WORK INSTRUCTION 1
Translate this sentence from the passage on e-mail forensics into Spanish: "The first steps in any e-mail investigation are to identify all the potential sources of information and how e-mail servers and clients are used in the organization."
WORK INSTRUCTION 2
Write the next paragraph of the passage on e-mail forensics investigations, picking up after its final sentence.

EXCERPTED PASSAGE
━━━━━━━━━━━━━━━━━━━━

Businesses often depend on forensics analysis to prove their innocence in a lawsuit or to establish if a particular user disclosed private information for example. When someone or even the whole company is being investigated, it is imperative that all information is thoroughly analyzed as offenders will always use dubious methods in order to not get caught.
To help exploring situations where users misuse an e-mail system and a forensics investigator is performing analysis on the system to determine what exactly happened, three fictional scenarios were created and used throughout this article:
|Scenario||E-mail Subject||Offender Innocent?||Notes|
|1 - Drinks||Drinks||Yes||Victim changed e-mail body in order to frame offender.|
|2 - Lunch||Lunch?||No||Offender sends inappropriate e-mail to victim.|
|3 - Dinner||Dinner Tonight||Yes||E-mail with inappropriate content sent to victim by hacker using SendAs permissions to impersonate Offender.|
Involved in these scenarios are three fictional characters whose names also categorize their role:
- Offender – a user who sent an inappropriate e-mail to a work colleague (Victim);
- Victim – in scenarios 2 and 3, this user received inappropriate e-mails. In scenario 1 she is actually the criminal pretending to be a victim;
- Hacker – a user who managed to gain access to Offender’s mailbox and sent an inappropriate e-mail to Victim (could simply be co-worker).
Identification and Extraction of Data
The first steps in any e-mail investigation are to identify all the potential sources of information and how e-mail servers and clients are used in the organization. These servers are no longer just to send and receive simple messages. They have expanded into full databases, document repositories, contact and calendar managers with many other uses. Organizations use these powerful messaging servers to manage workflow, communicate with employees and customers, and to share data. A skilled e-mail forensic investigator will identify how the messaging system is being used far beyond e-mail, as an investigation often involves other items such as calendar appointments, for example.

━━━━━━━━━━━━━━━━━━━━

DATA FOR ANALYSIS

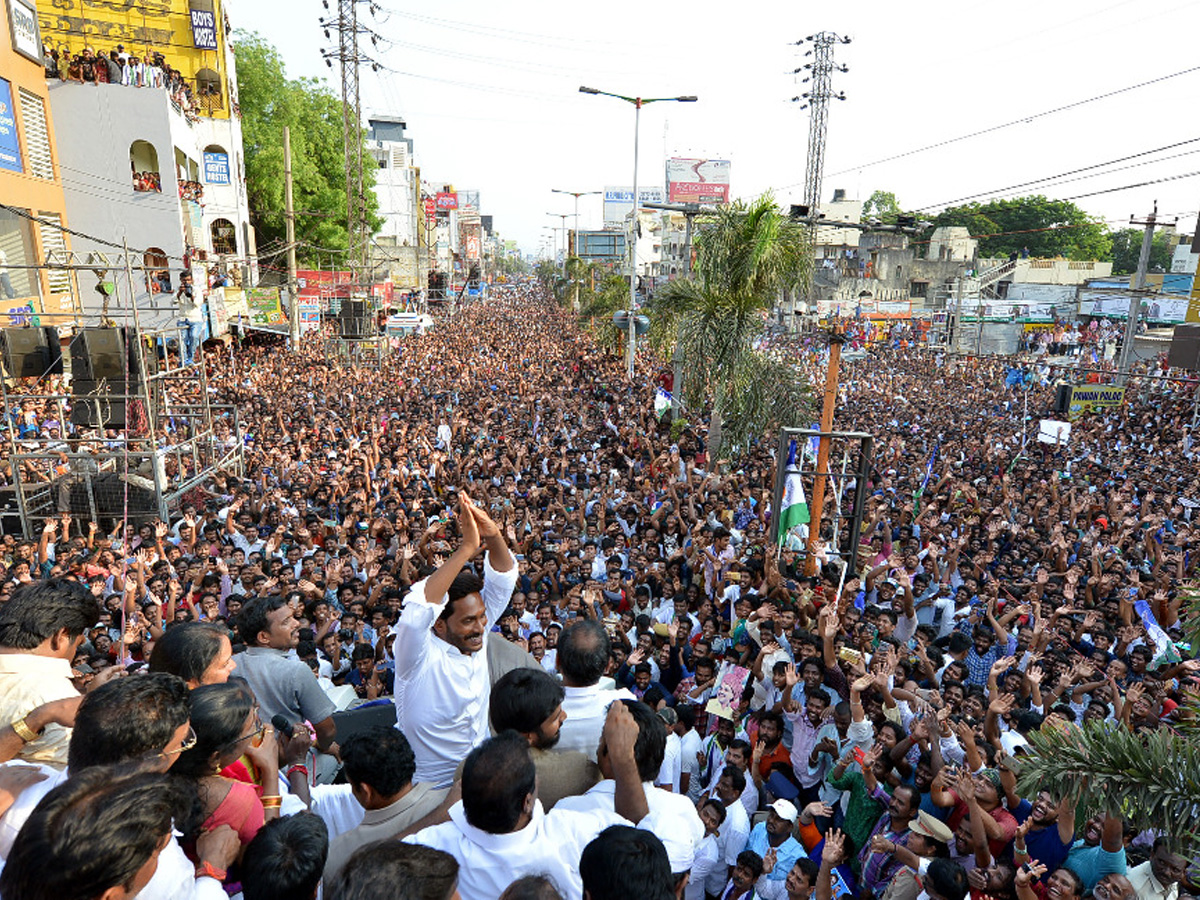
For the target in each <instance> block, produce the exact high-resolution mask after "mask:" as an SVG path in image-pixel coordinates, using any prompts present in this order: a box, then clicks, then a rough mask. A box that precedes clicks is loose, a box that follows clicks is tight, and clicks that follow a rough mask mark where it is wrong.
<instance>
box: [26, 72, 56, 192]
mask: <svg viewBox="0 0 1200 900" xmlns="http://www.w3.org/2000/svg"><path fill="white" fill-rule="evenodd" d="M19 95H20V122H22V125H23V126H24V130H25V156H26V158H28V160H29V174H30V175H32V176H34V178H49V179H53V178H54V160H53V158H52V157H50V132H49V130H48V128H47V127H46V102H44V101H43V100H42V98H41V97H38V96H37V95H36V94H31V92H29V91H28V90H25V89H24V88H22V89H20V91H19Z"/></svg>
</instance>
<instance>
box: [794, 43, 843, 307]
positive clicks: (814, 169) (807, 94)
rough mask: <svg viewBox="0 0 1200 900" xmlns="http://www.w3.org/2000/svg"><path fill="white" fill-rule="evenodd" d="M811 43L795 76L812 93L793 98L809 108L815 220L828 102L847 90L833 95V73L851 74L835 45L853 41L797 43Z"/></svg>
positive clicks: (817, 204)
mask: <svg viewBox="0 0 1200 900" xmlns="http://www.w3.org/2000/svg"><path fill="white" fill-rule="evenodd" d="M805 43H810V44H811V47H810V48H809V49H808V50H806V52H805V53H804V55H805V56H812V61H811V62H805V64H804V65H803V66H800V67H799V68H797V70H794V72H793V74H804V78H803V79H802V82H800V83H802V84H809V83H811V86H810V88H809V90H806V91H804V92H803V94H800V95H799V96H798V97H792V102H793V103H800V109H809V110H811V112H810V113H809V155H808V161H806V164H805V169H804V205H805V206H808V215H809V216H810V217H811V218H812V220H816V217H817V208H818V206H820V204H821V182H822V181H823V179H824V151H826V137H827V132H828V128H829V101H830V100H845V98H846V94H845V91H839V92H836V94H834V90H833V85H832V83H830V76H832V73H833V72H834V71H838V72H848V71H850V70H848V67H846V66H839V65H838V64H836V62H834V58H833V48H834V44H838V43H842V44H847V43H850V38H848V37H845V36H844V35H839V34H835V32H833V31H818V32H817V34H815V35H809V36H808V37H805V38H803V40H799V41H797V42H796V46H798V47H800V46H804V44H805ZM808 238H809V241H808V242H809V252H810V254H812V256H815V254H816V226H814V224H810V226H809V235H808ZM812 268H814V266H812V265H811V264H810V265H809V268H808V271H806V272H805V275H804V282H803V283H802V284H800V289H802V290H803V293H804V300H805V302H809V304H811V302H812V298H811V293H812Z"/></svg>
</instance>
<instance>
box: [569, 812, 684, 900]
mask: <svg viewBox="0 0 1200 900" xmlns="http://www.w3.org/2000/svg"><path fill="white" fill-rule="evenodd" d="M580 877H581V878H582V881H583V893H584V894H587V895H588V896H589V898H590V900H628V899H629V898H634V896H636V898H638V900H674V877H673V876H672V874H671V862H670V859H668V858H667V850H666V847H665V846H662V841H661V840H659V838H658V836H656V835H654V834H653V833H650V832H647V830H643V829H641V828H634V827H632V826H610V827H608V828H605V829H604V830H602V832H600V834H598V835H596V836H595V838H594V839H593V840H592V842H590V844H588V846H586V847H584V848H583V853H582V856H581V857H580Z"/></svg>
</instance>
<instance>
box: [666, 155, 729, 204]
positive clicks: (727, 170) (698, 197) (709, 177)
mask: <svg viewBox="0 0 1200 900" xmlns="http://www.w3.org/2000/svg"><path fill="white" fill-rule="evenodd" d="M667 199H668V200H670V202H671V203H728V202H730V161H728V160H685V158H672V160H667Z"/></svg>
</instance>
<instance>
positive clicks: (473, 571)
mask: <svg viewBox="0 0 1200 900" xmlns="http://www.w3.org/2000/svg"><path fill="white" fill-rule="evenodd" d="M482 589H484V580H482V578H480V577H479V576H478V575H475V572H474V570H473V569H470V568H467V569H463V570H462V571H461V572H458V574H457V575H456V576H455V578H454V581H451V582H450V587H449V588H448V589H446V596H448V598H450V599H449V600H448V601H446V605H445V608H444V610H442V614H440V616H438V619H440V620H442V622H445V620H446V619H449V618H450V617H451V616H454V605H455V602H457V601H458V600H462V599H463V598H464V596H469V595H470V594H479V593H480V592H482Z"/></svg>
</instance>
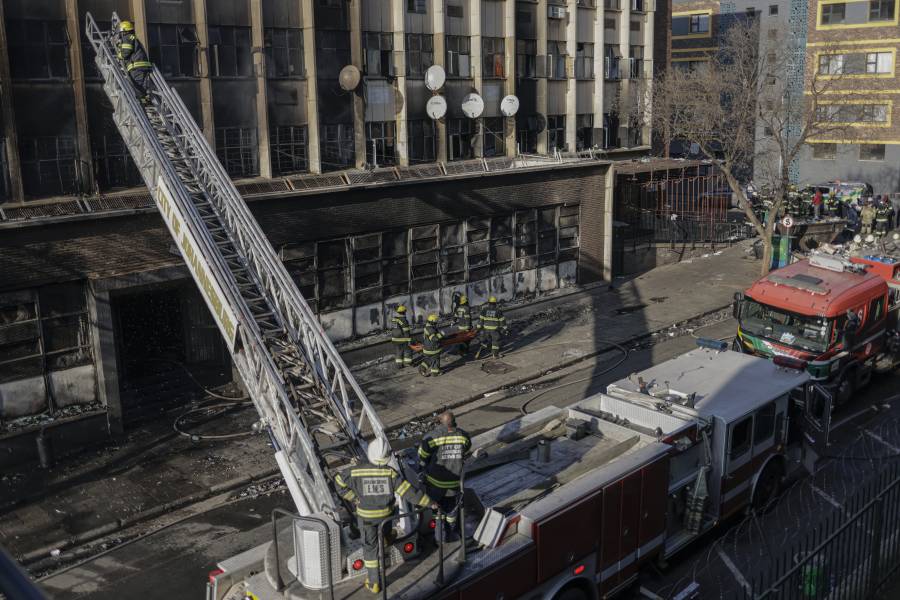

━━━━━━━━━━━━━━━━━━━━

RESPONSE BOX 1
Los primeros pasos en cualquier investigación de correo electrónico son identificar todas las posibles fuentes de información y cómo se utilizan los servidores y clientes de correo electrónico en la organización.

RESPONSE BOX 2
Forensic analysis of a messaging system often produces significant information about users and the organization itself. Nowadays this is much more than simply looking at e-mail messages.
Every Exchange forensic analysis should start on the Exchange system itself. If the required information is not available on Exchange, then a deeper analysis at the client side is typically performed.
Laptop, desktop and servers once played a supporting role in the corporate environment: shutting them down for traditional forensic imaging tended to have only a minor impact on the company. However, in today’s business environment, shutting down servers can have tremendously negative impacts on the company. In many instances, the company’s servers are not just supporting the business – they are the business. The availability of software tools and methodologies capable of preserving data from live, running servers means that it is no longer absolutely necessary to shut down a production e-mail server in order to preserve data from it. A good set of tools and a sound methodology allow investigators to strike a balance between the requirements for a forensically sound preservation process and the business imperative of minimizing impact on normal operations during the preservation process.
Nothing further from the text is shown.